POR HACER:
[1] Según el artículo sobre Afganistán, ¿en qué año fue destronado el rey Zahir Shah?
[2] Retoma el artículo sobre Afganistán donde se detiene y continúalo.

TEXTO DE LA PÁGINA:
----
Afganistán: Quid prodest?

Luis Velasco PROFESOR DE HISTORIA CONTEMPORÁNEA DE LA UNIVERSIDAD DE MÁLAGA, COORDINADOR DEL MÁSTER EN SEGURIDAD INTERNACIONAL DE LA USC Y EL IEEE

OPINIÓN

SASCHA STEINBACH | Efe

28 ago 2021 . Actualizado a las 05:00 h.

Los medios centran su foco en los damnificados por la victoria talibán en Afganistán. Resulta evidente de quiénes se trata, los hemos personalizado en las mujeres afganas: quizá el grupo más perjudicado, aunque no el único. Sin embargo, ¿a quién beneficia la nueva situación? En primer lugar a los talibanes, resulta obvio. Son la principal organización política y militar del Afganistán del 2021, exactamente igual que lo eran el 11 de septiembre del 2001. Veinte años después, el grupo fundamentalista islámico ha retomado el poder en la práctica totalidad del país, ha ocupado su capital -mucho más urbana y muy diferente a la que conocieron-, ha sido recibido con jolgorio por una parte reseñable de la población, como un interlocutor válido por parte de sus antiguos rivales dentro de la política afgana -véase la reunión con Hamid Karzai- y como un actor legítimo por algunas cancillerías importantes de la región.

La Unión Europea es otro damnificado, aunque se suele hablar menos sobre ello. Su complicada situación estratégica, las disfunciones en el seno de la OTAN, el alejamiento británico y su inoperancia la condenan de nuevo a una crisis migratoria contra la que no tiene herramientas ni estrategias.

Antes de la entrada de EE.UU. en el conflicto afgano se había planteado recuperar la figura de Zahir Shah -el rey destronado en 1973- y reinstaurar la monarquía como una forma de acabar con la eterna guerra civil; crear consensos de alto espectro era la meta que planteaba la idea de rescatar estructuras de poder más o menos tradicionales y que habían funcionado en el pasado. La propuesta cobró fuerza de nuevo con la caída del régimen talibán, pero EE.UU. defendió la creación de una república presidencialista ajena al complejo entramado étnico, social, político y religioso del país. Karzai, su primer presidente, inició una serie de tímidas negociaciones con los talibanes e identificó dos problemas muy complejos que dificultaban una paz duradera: el indispensable apoyo de Pakistán a los irredentos y la lógica de acción-reacción frente a la contrainsurgencia estadounidense. Pese a ocupar la presidencia hasta el 2014, no logró imponer su visión frente a sus poderosos benefactores. Mientras tanto, fue uno de los principales responsables de la construcción de un Estado caracterizado por la dependencia de ayudas económicas exteriores, la corrupción generalizada, la inseguridad y el tráfico de drogas. Una responsabilidad compartida con otros líderes afganos e internacionales. La nueva nación comenzó a erguirse sobre cimientos débiles: sin una identidad compartida, fracturada, sin consensos, con unas estructuras estatales ineficaces, un gobierno que causaba más desconfianza que seguridades y con un ejército tan poco eficaz como desmoralizado y dependiente del apoyo exterior. EE.UU. no supo construir una nación en Afganistán.
----
DATOS PROPORCIONADOS:
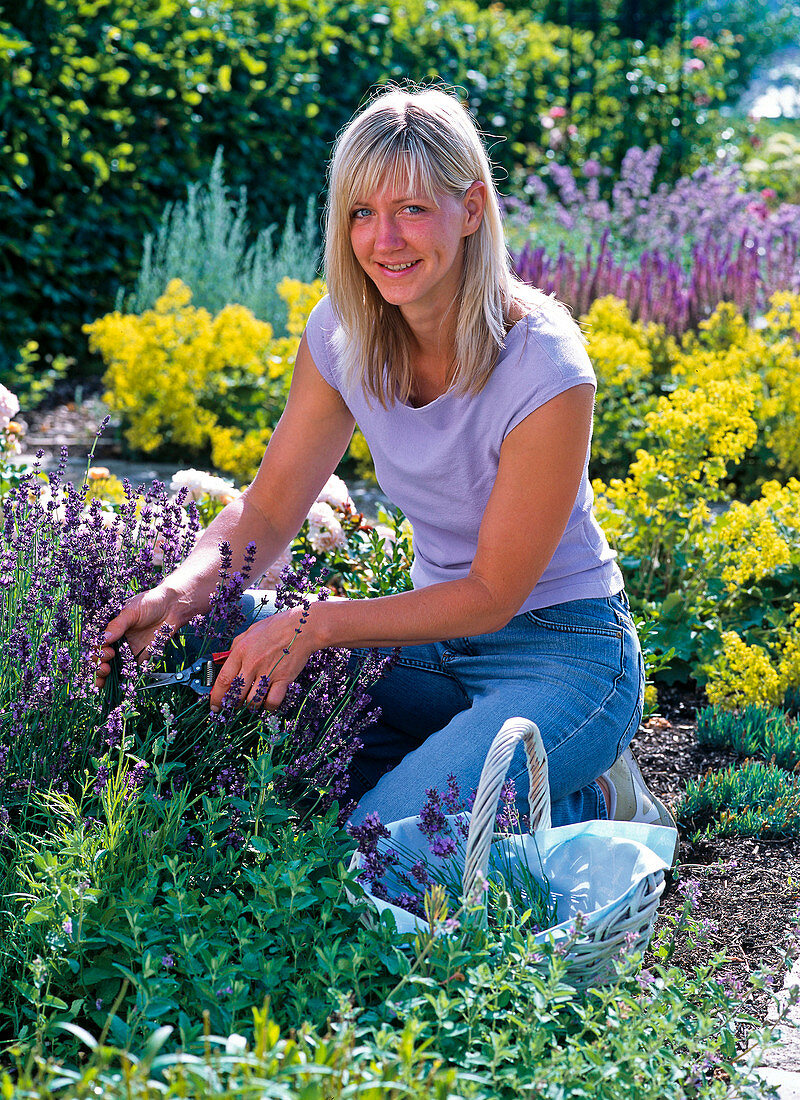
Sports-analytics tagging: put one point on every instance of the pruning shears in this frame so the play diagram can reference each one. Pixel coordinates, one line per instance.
(199, 677)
----
CONJUNTO DE RESPUESTAS:
[1] En 1973.

[2]
El Afganistán del 2021 es un problema de seguridad para varios países de su entorno: Rusia, China, Pakistán, Irán, Turkmenistán, Uzbekistán, Tayikistán y, por supuesto, las no tan distantes Turquía e India. Europa merecería un comentario aparte. El Estado derrotado no era viable sin el apoyo exterior, no controlaba el territorio y no poseía el monopolio de la violencia legítima. Los señores de la guerra se enfrentaban a las fuerzas de seguridad con impunidad y, en ocasiones, estas mismas fuerzas preferían responder a los intereses y a las órdenes de los caudillos locales antes que a la cadena de mando que partía desde Kabul. La población no siempre encontraba la respuesta a sus demandas en el Estado y no resultaba extraño que lo hiciera en sus competidores.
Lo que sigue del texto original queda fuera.